## Brief
Will you extract the entries word for word? Images should not appear in the copy.

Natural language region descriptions
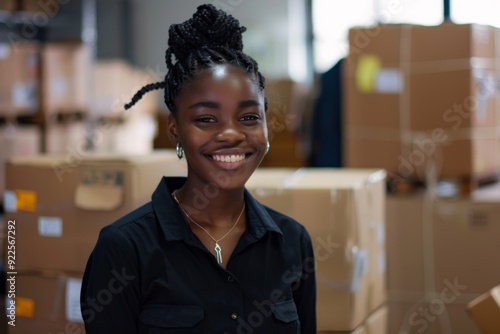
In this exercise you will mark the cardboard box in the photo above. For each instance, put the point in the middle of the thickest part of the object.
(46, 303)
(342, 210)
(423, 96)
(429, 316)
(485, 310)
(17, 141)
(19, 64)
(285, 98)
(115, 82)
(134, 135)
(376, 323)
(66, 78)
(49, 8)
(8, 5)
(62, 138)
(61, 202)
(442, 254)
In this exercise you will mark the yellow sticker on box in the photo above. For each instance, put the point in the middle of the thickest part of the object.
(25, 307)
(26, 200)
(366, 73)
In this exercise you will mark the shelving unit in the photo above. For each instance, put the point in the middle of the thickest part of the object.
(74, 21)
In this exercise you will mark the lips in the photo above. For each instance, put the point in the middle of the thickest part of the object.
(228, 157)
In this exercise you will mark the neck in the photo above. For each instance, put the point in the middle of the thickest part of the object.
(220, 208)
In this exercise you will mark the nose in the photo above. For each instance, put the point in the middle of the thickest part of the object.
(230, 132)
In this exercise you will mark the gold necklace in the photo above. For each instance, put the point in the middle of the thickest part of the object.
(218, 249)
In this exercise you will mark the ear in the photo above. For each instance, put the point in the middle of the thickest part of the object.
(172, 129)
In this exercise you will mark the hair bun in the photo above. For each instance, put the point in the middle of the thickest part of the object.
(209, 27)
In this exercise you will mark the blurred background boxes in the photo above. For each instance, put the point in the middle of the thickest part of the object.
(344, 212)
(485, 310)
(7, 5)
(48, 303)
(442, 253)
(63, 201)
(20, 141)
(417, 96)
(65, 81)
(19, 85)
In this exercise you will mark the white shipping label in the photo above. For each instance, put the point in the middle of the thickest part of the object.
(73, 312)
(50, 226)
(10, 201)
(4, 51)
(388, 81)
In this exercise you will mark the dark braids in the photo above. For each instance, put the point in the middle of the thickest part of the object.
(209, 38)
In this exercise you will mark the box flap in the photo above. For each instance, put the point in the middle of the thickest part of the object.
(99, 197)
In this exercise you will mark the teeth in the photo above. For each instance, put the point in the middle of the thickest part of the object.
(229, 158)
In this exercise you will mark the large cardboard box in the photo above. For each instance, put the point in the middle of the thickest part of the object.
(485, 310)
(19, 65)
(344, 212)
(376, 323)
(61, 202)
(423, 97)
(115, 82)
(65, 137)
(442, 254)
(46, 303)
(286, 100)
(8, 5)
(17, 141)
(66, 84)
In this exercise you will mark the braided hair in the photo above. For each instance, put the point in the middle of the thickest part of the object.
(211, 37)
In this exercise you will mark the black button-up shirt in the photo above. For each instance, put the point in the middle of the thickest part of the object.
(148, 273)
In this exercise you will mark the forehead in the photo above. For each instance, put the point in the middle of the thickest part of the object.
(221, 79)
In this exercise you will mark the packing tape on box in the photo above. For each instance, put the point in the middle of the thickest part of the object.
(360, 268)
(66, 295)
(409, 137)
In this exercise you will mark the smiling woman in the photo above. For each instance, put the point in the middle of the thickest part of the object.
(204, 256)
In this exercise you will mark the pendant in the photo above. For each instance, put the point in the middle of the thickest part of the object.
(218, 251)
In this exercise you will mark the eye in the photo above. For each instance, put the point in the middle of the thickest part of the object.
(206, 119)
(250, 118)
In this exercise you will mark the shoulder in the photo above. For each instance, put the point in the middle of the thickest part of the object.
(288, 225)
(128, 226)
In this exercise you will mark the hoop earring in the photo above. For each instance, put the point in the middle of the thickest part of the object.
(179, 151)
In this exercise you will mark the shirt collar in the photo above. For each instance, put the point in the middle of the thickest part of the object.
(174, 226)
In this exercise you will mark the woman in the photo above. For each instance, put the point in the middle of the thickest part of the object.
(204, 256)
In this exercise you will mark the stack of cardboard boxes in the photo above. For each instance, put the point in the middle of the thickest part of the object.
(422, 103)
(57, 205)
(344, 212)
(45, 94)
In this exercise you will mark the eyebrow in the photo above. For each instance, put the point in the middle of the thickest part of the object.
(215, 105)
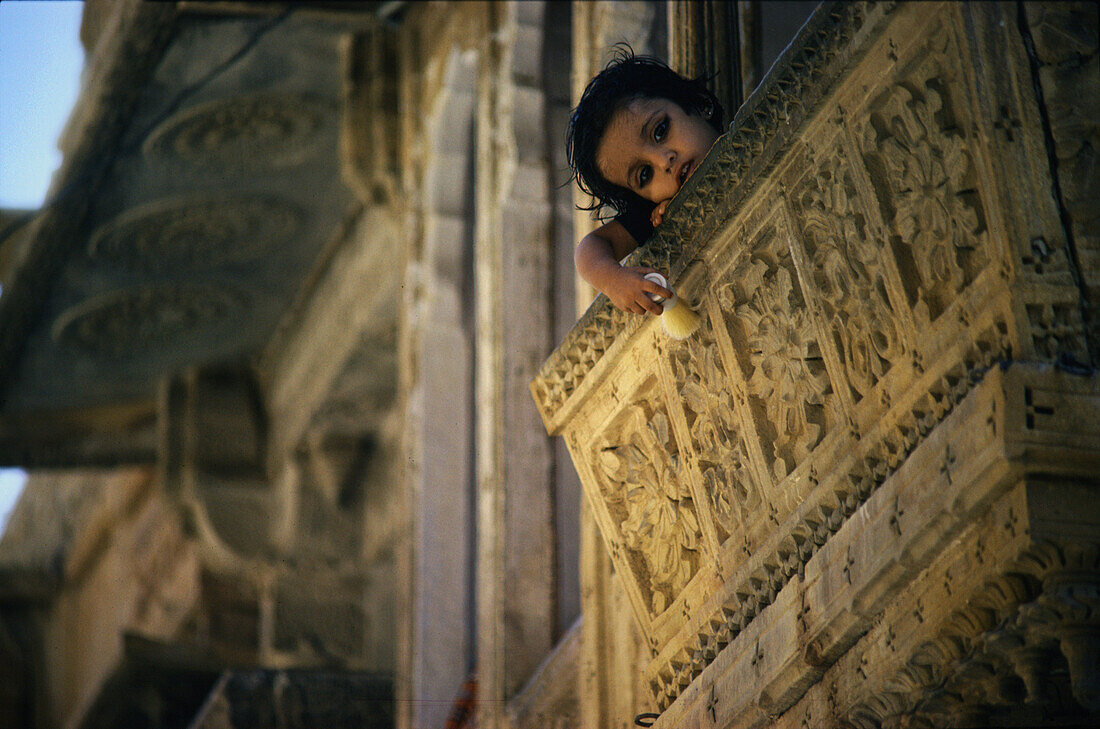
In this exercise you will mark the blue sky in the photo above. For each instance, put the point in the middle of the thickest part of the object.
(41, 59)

## Problem solution
In this exercise you will mark the cardboard box in the photo above. For each instance, put the point in the middle of the thickest part of the object.
(46, 303)
(342, 210)
(423, 96)
(429, 316)
(485, 310)
(17, 141)
(19, 64)
(285, 98)
(115, 82)
(134, 135)
(376, 323)
(66, 78)
(49, 8)
(8, 5)
(62, 138)
(61, 202)
(442, 254)
In this exercise you will mark the yellow sticker on box in the photo above. For each instance, put the point in the middle of the thickest part of the object.
(25, 307)
(26, 200)
(366, 73)
In this exercise you will mark the shelving unit in the photo above. For each instance, put the point in the middle of the thickest part of the object.
(74, 21)
In this exercise you will mark the lips in the photo above. For each instance, put the point in the middle of the thickest part of the object.
(228, 157)
In this exercise you will mark the neck in the photo above. For each instance, put the point in the middle of the thickest part of the object.
(220, 208)
In this exercise you will mark the nose in the photo above. For each instance, put the point in the middle of the thickest part of the object.
(230, 132)
In this exercise you will mark the gold necklace in the photo above. For each instance, put the point in the middle of the thickest part of the object.
(218, 249)
In this exercise you will mark the ear in the photo above. For each instance, put the point in the middle of the thickest part of the object.
(172, 129)
In this exercise you will mark the hair bun in the photo above. For each instance, put the point in the middle of the thickest part of the object.
(209, 27)
In this exercise you will mark the blurred background boxes in the photo above. For each instance, put the point in the middle of the thickest part of the object.
(344, 212)
(485, 310)
(7, 5)
(48, 303)
(442, 253)
(63, 201)
(20, 141)
(417, 96)
(65, 81)
(19, 85)
In this exercise you will mark the white shipping label in the photo above. For each instance, put the point in the middle of the thickest part of the object.
(73, 312)
(50, 226)
(10, 201)
(4, 51)
(388, 81)
In this exercise you will mark the dark braids in the photo above. For each instance, put the point in the middle of the thickest part of the object.
(209, 38)
In this exercise you will mark the box flap in the photo above. For each instance, put the point in the middle of the thickest part of the object.
(99, 197)
In this exercise you will mark the teeth in the photo above. For each instance, put the point in the middle of the thickest part of the object.
(229, 158)
In this exercise you will mark the large cardboard box in the photo above. For each instance, put the point in the middle of the thickest part of the object.
(485, 310)
(19, 65)
(344, 212)
(376, 323)
(61, 202)
(423, 97)
(115, 82)
(65, 137)
(442, 254)
(46, 303)
(286, 100)
(8, 5)
(17, 141)
(66, 84)
In this exercise you will mark the braided hair in the photo above. For each instance, put the point in the middle of the thickest part of the object.
(211, 37)
In this exercise you will mark the black button-up shirt in the photo above. For each instance, put the point in the middle of the thickest part of the object.
(148, 273)
In this exercise you will mark the forehead in the photo above. For each instance, put the point in the middle of the thickest part of the object.
(221, 79)
In this exercise you will mark the packing tape on box in the photo above. For each instance, put the point in the middle of the thickest part of the object.
(360, 268)
(66, 295)
(409, 137)
In this exercise you will mark the smiling woman in the photo above. For each instance, put the point in the middle of the thickest part of the object.
(204, 256)
In this exercise you will mark the pendant in the photo above. For each instance, put the point in the middle of the thickest part of the object.
(218, 251)
In this exercise you will mark the eye in the photo above. For each instance, put the point in the middle of the thickest part of the object.
(206, 119)
(250, 118)
In this exercise you will mark the shoulder in the photo above. For each instance, put the point in the middle of the thickest part of the object.
(288, 225)
(128, 226)
In this exercise you will mark the hoop earring in the photo above. For each instance, put the point in the middle of the thickest part of the object.
(179, 151)
In this exercise you will mark the shirt collar in the photo above. For each instance, put the point in the middle of the thickest part of the object.
(174, 226)
In this exercise you will mark the woman in the photo above. For each instance, put the point in the middle of the thickest part of the object.
(204, 256)
In this exercise you will mark the stack of cardboard boxes in the photo above. For each instance, put the point in the middle of the thickest part of the object.
(422, 103)
(57, 205)
(344, 212)
(45, 94)
In this exercise you will mark the eyebrow in the photo above. For each instance, put the point in the middle of the thickest part of the object.
(215, 105)
In this exercise you will mark the blue sky in the photo above. For each instance, put the point in the middle of the thickest part of the object.
(41, 59)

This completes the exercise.